-- SOURCE TEXT --
*-*-*

Marginal Gains

Book review: Effective Machine Learning Teams

Marginal Gains

General details

Book name: Effective Machine Learning Teams

Authors: David Tan, Ada Leung, David Colls

Publisher: O'Reilly Media, Inc.

Purchase links

Organization

Effective Machine Learning Teams consists of three parts that serve as umbrellas for the various topics covered.

Product

In this part of the book, the authors explain the generic product lifecycle overview, along with ML product discovery tools and techniques. They also cover the work planning (inception phase) activities and their success criteria. Delivery activities and metrics description are also covered in this section.

Engineering

Here, Python dependency management principles and tips are outlined (both application- and OS-level). There is also an example with training and serving an ML model.

Another useful aspect of the Engineering part is the subject of automated testing: its benefits and obstacles, auto-tests strategy and best practices. I really liked the automated testing approach for ML models (including LLM) — this is not something widely covered in other books.

*-*-*

-- WHAT THIS EXERCISE ASKS --
(a) Answer these questions from the book review:
(i) Who is the publisher of Effective Machine Learning Teams?
(ii) How many parts make up the book?
(iii) At which two levels does the book outline Python dependency management?
(b) Decide whether each statement agrees with the book review, giving yes or no and the deciding words:
(i) The book is divided into three parts.
(ii) The Engineering part includes an example of training and serving an ML model.
(iii) The reviewer says automated testing for ML models is widely covered in other books.
The data are drawn from a separate source.

Data taken from a collection:
*-*-*

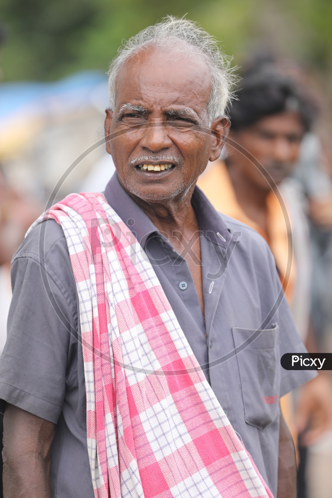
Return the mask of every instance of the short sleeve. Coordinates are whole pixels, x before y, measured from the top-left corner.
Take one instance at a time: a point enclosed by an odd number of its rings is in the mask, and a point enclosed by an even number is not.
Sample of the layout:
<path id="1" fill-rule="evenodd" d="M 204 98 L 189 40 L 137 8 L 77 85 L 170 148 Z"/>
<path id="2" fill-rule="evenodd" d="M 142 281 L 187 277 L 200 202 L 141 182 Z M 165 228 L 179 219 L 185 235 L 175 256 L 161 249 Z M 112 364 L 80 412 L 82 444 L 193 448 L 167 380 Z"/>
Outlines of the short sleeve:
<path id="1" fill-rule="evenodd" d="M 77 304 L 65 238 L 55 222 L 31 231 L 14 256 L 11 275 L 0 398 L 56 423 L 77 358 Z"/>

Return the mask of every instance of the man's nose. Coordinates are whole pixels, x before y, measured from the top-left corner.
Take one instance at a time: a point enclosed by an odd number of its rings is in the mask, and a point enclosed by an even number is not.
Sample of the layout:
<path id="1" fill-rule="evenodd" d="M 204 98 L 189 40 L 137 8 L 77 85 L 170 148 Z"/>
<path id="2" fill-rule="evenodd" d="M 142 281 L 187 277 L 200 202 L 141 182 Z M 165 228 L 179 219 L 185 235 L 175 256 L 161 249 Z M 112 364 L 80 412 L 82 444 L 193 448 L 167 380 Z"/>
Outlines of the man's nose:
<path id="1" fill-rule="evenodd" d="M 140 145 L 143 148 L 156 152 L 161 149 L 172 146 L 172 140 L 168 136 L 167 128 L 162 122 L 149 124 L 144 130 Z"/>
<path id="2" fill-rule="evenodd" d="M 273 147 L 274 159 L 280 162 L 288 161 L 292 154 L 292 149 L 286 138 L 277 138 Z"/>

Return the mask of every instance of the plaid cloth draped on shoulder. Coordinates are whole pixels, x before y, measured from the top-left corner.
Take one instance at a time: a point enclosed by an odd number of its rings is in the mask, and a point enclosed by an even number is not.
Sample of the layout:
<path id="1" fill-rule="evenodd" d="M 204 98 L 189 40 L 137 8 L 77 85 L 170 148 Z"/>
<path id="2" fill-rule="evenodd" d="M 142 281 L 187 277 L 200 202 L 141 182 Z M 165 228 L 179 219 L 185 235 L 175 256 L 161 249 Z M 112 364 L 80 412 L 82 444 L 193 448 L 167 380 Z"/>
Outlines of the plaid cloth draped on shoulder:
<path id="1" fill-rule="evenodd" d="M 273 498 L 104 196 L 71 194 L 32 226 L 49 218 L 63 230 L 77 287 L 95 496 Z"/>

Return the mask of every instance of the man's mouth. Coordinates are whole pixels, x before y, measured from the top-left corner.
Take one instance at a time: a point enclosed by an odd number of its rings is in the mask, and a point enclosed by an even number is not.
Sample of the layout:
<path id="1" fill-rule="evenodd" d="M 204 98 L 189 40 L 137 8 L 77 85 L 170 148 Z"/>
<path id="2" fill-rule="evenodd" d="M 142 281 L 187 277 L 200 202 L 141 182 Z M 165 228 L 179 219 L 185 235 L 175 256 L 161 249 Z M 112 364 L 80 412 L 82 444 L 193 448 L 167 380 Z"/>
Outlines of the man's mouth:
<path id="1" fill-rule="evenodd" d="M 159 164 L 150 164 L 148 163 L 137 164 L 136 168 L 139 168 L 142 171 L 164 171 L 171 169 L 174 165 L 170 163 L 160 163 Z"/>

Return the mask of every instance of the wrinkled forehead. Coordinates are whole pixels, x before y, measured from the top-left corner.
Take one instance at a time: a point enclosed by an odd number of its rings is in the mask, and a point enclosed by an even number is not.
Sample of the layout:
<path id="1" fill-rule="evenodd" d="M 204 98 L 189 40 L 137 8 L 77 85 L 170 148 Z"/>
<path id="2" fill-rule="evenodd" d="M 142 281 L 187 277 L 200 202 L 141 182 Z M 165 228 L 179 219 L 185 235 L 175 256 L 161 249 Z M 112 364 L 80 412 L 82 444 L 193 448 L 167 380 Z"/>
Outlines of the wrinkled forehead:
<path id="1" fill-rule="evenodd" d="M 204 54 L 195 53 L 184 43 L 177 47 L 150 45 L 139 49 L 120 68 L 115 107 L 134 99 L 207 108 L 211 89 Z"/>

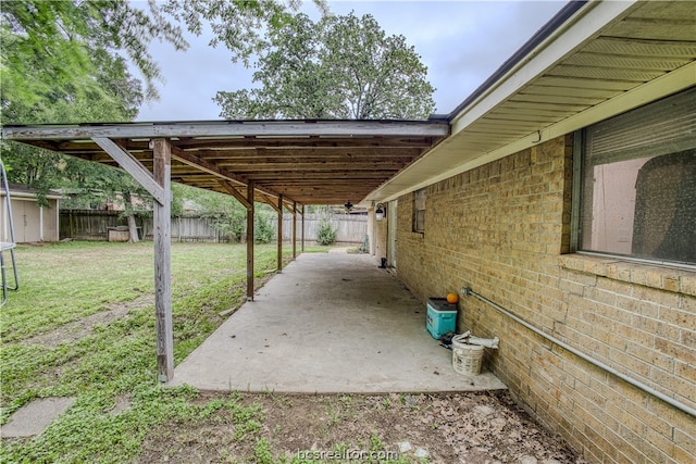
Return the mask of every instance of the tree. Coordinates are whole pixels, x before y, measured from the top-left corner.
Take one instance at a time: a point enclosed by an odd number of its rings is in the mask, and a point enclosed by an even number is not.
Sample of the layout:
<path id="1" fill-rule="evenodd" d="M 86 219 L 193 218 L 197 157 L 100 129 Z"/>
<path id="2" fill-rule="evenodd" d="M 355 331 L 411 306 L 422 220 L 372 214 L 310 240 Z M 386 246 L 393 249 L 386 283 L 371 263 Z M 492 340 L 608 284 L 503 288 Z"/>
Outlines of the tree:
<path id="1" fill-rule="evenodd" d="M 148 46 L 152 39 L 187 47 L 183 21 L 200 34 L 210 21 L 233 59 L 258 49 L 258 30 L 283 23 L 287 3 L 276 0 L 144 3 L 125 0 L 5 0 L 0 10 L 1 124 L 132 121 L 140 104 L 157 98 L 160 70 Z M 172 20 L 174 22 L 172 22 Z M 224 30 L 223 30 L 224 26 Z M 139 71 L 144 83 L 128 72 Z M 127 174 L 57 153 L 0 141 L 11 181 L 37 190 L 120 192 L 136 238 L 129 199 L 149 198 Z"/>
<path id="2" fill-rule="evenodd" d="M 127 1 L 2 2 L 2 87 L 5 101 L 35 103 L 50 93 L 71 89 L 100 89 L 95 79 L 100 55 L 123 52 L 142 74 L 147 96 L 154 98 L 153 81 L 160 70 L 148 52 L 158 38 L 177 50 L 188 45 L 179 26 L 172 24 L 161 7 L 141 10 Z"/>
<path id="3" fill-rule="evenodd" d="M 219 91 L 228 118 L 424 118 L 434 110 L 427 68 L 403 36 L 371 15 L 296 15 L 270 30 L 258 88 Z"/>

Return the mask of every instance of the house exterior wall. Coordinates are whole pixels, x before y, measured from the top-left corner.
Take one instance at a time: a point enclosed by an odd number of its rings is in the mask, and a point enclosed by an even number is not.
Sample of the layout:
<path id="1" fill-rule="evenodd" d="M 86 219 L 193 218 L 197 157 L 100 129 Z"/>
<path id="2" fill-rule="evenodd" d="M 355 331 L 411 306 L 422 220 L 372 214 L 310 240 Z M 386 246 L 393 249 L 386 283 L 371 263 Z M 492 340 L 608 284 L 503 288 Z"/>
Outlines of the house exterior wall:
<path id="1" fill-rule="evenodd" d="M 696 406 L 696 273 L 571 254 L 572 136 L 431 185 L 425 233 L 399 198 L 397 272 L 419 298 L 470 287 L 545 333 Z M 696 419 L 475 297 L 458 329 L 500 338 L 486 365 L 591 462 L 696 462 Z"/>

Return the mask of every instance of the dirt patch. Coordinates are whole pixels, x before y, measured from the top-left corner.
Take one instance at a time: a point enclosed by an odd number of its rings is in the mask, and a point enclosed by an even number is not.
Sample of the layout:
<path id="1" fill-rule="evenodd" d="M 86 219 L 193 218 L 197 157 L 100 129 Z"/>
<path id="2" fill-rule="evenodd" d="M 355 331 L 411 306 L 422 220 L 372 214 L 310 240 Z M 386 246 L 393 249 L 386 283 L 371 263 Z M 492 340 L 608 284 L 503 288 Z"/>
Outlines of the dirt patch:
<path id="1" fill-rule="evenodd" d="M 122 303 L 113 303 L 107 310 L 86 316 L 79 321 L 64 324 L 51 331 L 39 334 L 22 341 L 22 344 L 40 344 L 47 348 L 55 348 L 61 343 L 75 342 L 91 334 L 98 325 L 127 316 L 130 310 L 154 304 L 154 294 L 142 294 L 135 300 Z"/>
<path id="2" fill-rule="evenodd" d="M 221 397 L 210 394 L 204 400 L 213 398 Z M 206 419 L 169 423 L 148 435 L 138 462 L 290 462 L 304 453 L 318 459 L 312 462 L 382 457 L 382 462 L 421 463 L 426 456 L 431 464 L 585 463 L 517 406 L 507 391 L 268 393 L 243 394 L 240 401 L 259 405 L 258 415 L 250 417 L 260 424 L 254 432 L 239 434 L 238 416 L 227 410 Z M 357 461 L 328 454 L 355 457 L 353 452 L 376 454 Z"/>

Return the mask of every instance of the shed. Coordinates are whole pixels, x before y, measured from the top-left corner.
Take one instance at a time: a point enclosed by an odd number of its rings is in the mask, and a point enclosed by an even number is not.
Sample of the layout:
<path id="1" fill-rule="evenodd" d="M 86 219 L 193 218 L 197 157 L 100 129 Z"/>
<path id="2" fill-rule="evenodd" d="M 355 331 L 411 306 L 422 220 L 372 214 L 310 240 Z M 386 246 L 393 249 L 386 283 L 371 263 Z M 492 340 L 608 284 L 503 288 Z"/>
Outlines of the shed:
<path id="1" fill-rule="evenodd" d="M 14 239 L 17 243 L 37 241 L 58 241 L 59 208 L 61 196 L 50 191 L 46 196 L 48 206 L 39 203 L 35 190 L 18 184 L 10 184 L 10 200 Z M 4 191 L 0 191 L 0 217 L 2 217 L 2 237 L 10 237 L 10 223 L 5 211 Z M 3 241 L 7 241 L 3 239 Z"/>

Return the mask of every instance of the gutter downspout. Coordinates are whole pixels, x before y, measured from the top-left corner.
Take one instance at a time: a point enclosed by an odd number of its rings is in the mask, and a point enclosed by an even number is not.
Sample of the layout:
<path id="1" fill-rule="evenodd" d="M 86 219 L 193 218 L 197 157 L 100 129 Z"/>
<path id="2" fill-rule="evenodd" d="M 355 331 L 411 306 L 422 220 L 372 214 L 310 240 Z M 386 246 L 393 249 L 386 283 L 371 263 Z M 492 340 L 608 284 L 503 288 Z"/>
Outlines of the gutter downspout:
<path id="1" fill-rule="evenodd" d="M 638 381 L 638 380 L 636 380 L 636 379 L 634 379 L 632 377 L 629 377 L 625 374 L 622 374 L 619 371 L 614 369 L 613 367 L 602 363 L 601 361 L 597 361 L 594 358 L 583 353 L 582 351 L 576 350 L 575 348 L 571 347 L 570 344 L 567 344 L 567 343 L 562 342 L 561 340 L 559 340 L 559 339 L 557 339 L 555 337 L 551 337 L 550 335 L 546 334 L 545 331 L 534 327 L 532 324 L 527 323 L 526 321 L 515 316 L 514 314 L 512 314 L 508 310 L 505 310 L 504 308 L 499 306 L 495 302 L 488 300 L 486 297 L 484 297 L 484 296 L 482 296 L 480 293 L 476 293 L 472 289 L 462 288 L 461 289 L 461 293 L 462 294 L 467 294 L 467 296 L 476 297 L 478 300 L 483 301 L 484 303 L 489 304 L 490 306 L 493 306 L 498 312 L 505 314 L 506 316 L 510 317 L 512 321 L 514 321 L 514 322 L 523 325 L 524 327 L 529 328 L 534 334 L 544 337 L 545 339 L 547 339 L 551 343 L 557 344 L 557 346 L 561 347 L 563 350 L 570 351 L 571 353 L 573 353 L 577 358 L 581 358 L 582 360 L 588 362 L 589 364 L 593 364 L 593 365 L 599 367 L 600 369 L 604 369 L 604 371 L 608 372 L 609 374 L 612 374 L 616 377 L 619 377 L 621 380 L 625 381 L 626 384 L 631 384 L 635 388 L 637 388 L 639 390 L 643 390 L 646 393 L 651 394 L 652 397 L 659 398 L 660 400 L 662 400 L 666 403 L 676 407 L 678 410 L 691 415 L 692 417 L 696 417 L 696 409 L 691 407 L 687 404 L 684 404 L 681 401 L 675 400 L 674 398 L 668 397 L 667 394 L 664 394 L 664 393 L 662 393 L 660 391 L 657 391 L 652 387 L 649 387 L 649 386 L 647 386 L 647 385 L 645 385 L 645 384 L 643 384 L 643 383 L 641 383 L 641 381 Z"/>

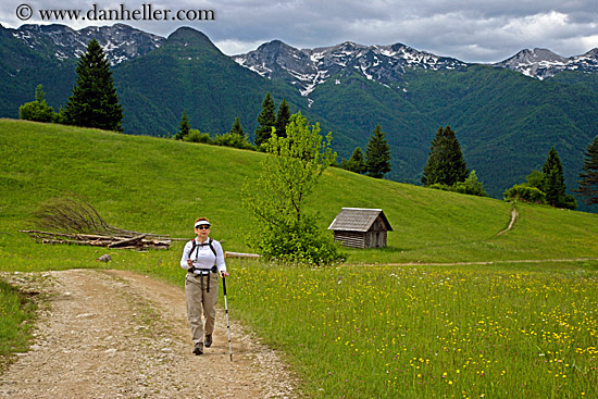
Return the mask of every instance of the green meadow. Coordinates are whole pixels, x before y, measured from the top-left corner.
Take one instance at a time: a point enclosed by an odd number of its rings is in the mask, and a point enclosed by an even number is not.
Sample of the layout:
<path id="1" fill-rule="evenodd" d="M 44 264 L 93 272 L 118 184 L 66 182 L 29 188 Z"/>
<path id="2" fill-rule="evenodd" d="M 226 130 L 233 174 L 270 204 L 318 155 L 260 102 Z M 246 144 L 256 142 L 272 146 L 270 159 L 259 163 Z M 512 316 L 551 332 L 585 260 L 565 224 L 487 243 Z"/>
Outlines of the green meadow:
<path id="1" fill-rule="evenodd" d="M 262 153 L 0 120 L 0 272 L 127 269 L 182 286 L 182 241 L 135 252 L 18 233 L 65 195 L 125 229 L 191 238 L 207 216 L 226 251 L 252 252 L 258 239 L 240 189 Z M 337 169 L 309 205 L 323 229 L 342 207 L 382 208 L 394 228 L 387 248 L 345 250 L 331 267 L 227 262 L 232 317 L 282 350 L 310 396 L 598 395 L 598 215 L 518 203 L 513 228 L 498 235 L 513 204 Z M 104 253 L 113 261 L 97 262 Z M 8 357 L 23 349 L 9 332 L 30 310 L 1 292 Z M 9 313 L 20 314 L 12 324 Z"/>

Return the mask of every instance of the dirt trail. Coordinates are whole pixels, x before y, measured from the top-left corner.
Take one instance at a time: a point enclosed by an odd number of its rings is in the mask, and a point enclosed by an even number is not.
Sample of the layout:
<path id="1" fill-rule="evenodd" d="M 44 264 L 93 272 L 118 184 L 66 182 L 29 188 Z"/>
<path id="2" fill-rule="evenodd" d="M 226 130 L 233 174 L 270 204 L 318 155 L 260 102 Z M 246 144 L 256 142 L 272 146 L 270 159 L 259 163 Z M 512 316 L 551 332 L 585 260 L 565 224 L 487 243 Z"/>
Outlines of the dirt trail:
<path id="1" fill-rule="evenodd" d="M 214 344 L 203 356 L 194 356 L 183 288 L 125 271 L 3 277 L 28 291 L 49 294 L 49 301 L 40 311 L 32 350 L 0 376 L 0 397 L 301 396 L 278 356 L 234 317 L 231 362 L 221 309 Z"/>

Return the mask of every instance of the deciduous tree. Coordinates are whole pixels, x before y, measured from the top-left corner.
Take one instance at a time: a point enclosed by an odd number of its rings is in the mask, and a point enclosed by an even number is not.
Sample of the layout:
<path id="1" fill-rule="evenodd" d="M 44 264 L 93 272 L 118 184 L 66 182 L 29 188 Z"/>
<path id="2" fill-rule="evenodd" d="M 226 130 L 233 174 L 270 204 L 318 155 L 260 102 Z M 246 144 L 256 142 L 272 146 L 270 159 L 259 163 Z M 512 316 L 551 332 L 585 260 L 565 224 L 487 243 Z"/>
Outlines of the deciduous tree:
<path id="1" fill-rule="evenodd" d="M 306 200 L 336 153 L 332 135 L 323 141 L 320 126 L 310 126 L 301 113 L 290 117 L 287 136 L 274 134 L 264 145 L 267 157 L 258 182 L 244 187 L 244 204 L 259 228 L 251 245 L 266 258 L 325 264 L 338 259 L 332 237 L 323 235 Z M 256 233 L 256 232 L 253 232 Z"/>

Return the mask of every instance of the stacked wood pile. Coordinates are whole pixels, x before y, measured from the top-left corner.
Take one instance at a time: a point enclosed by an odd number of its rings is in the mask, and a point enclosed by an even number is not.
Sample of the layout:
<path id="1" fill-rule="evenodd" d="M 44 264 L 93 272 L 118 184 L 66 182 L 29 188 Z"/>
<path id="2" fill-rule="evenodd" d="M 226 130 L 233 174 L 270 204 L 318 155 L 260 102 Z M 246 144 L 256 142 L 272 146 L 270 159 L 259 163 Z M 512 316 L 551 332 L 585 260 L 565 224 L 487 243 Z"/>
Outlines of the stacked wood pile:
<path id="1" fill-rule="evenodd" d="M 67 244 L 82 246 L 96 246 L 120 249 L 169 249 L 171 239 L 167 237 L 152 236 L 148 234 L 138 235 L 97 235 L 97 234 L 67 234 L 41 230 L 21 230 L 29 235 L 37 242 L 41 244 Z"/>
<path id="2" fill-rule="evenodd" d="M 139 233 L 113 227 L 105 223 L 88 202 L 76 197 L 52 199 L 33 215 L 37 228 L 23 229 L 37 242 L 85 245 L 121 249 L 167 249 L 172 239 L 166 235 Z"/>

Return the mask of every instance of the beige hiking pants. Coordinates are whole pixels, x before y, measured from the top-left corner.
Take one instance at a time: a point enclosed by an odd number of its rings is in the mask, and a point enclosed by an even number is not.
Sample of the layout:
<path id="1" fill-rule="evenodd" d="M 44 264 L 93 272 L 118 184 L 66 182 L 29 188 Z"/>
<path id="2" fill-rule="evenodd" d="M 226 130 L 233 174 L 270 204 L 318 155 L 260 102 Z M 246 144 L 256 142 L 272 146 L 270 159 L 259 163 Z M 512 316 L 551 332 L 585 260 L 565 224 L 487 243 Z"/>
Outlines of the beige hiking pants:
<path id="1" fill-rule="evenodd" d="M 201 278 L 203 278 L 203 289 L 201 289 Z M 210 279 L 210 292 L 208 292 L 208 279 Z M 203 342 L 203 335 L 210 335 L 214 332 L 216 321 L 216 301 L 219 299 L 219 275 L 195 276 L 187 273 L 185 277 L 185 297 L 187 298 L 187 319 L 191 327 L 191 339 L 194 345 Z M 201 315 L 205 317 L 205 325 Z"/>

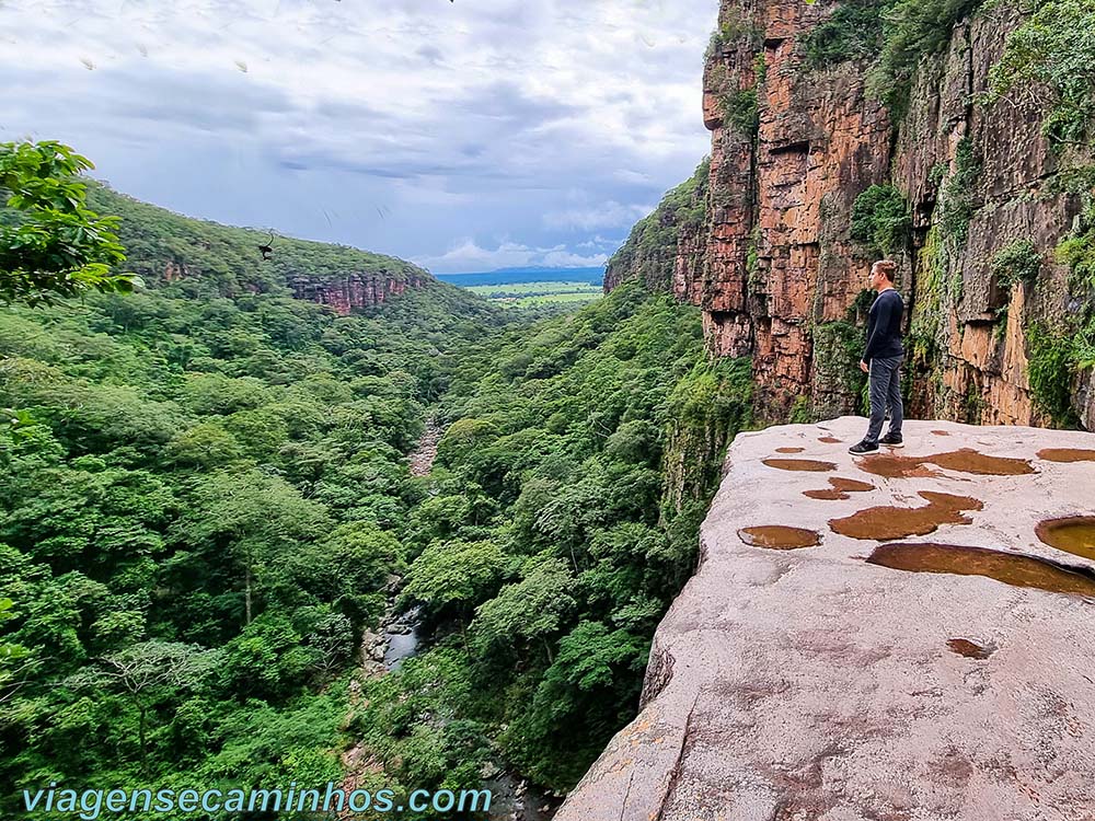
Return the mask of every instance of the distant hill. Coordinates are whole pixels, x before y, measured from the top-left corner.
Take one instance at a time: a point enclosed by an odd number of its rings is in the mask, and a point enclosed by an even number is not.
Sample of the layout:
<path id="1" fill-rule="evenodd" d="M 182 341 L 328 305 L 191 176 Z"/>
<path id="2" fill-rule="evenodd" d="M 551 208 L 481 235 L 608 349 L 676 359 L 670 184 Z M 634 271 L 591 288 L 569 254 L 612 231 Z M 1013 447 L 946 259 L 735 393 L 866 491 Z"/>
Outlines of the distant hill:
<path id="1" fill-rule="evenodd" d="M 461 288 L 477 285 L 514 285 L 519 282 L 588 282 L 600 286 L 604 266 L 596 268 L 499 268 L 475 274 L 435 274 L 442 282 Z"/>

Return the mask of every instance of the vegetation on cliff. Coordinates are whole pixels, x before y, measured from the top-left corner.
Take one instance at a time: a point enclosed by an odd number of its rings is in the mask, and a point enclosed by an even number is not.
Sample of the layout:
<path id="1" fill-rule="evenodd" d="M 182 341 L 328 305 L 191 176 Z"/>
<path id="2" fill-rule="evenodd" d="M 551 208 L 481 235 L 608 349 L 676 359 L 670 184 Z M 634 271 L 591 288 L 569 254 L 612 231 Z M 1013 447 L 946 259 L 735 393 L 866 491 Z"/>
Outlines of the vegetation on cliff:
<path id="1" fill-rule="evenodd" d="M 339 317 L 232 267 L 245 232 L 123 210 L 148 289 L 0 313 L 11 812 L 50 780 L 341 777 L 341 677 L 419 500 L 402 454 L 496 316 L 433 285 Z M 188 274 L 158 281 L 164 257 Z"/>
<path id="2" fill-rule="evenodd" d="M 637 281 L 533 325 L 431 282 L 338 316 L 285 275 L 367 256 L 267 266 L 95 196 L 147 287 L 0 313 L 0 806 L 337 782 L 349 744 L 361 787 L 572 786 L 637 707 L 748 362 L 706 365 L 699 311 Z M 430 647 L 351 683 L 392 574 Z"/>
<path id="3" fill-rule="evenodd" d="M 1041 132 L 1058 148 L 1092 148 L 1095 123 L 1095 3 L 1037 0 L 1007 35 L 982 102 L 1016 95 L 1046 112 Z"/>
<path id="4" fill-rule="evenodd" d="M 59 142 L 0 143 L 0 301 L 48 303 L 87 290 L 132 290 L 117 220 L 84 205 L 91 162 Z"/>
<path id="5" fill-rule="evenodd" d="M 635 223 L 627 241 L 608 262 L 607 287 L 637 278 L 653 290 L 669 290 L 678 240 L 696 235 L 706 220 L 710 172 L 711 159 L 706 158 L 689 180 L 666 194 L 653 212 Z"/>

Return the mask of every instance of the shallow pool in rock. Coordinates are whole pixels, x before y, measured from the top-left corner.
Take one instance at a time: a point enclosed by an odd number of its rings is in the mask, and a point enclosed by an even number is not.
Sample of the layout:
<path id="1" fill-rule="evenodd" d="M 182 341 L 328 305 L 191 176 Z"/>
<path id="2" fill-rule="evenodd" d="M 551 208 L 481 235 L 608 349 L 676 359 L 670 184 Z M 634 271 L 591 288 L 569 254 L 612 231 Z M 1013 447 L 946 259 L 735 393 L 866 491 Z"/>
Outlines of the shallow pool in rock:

*-*-*

-- ANSWER SET --
(a)
(i) O'Reilly Media, Inc.
(ii) Three.
(iii) Application level and OS level.

(b)
(i) Yes: "Effective Machine Learning Teams consists of three parts"
(ii) Yes: "There is also an example with training and serving an ML model."
(iii) No: "this is not something widely covered in other books."